» **INSTRUCTION**: Copy out all of the data below again, requests included, and multiply every box coordinate in the answers by 2, rounding to whole numbers with halves going up. Leave the pictures out.

» **RECORDS SUPPLIED**:
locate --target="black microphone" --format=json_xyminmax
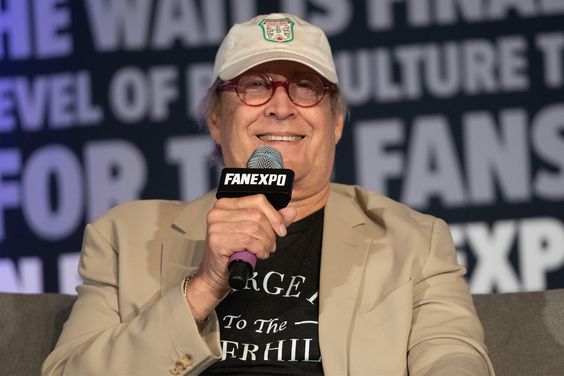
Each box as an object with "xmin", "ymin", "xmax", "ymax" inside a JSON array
[{"xmin": 216, "ymin": 145, "xmax": 294, "ymax": 290}]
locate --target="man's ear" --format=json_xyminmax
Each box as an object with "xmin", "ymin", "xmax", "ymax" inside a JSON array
[
  {"xmin": 207, "ymin": 109, "xmax": 221, "ymax": 145},
  {"xmin": 335, "ymin": 114, "xmax": 345, "ymax": 145}
]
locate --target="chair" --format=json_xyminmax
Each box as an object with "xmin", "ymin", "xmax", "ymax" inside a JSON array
[{"xmin": 0, "ymin": 289, "xmax": 564, "ymax": 376}]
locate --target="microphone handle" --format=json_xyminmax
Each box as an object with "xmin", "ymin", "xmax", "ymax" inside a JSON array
[{"xmin": 228, "ymin": 249, "xmax": 257, "ymax": 290}]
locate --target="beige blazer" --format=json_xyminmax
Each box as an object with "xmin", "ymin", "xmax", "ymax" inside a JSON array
[{"xmin": 43, "ymin": 184, "xmax": 494, "ymax": 376}]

» **THE REPLY**:
locate --target="black microphone" --format=json_xyminmax
Each box as an object with "xmin", "ymin", "xmax", "ymax" inside a JSON array
[{"xmin": 432, "ymin": 290, "xmax": 588, "ymax": 580}]
locate --target="man's ear" --format=json_xyminmax
Each box as an object with "xmin", "ymin", "xmax", "ymax" inside a JSON array
[
  {"xmin": 414, "ymin": 218, "xmax": 442, "ymax": 290},
  {"xmin": 670, "ymin": 228, "xmax": 690, "ymax": 290}
]
locate --target="chair" --format=json_xyminmax
Each box as an object with "xmin", "ymin", "xmax", "ymax" inside a JSON array
[{"xmin": 0, "ymin": 578, "xmax": 1128, "ymax": 752}]
locate --target="microphone handle" --format=json_xyminmax
Each box as an object with "xmin", "ymin", "xmax", "ymax" inside a JSON array
[{"xmin": 456, "ymin": 498, "xmax": 514, "ymax": 580}]
locate --target="beige blazer" --format=json_xyminmax
Each box as an object with "xmin", "ymin", "xmax", "ymax" inside a JSON array
[{"xmin": 86, "ymin": 368, "xmax": 988, "ymax": 752}]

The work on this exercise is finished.